Your instructions: Swap "grey rock" for "gray stone" throughout the items below and reproduce them otherwise unchanged.

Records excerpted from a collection
>> start

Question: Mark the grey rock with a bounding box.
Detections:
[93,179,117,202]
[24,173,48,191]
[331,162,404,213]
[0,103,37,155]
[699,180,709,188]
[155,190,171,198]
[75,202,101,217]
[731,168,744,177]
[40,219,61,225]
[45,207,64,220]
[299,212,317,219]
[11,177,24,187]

>> end

Solution to the exercise:
Question: Mark the gray stone with a bounding box.
Detections:
[93,179,117,202]
[24,173,48,191]
[331,162,404,213]
[0,103,37,155]
[699,180,709,188]
[155,190,171,198]
[75,202,101,217]
[731,168,744,177]
[40,219,61,225]
[45,207,64,220]
[299,212,317,219]
[11,177,24,187]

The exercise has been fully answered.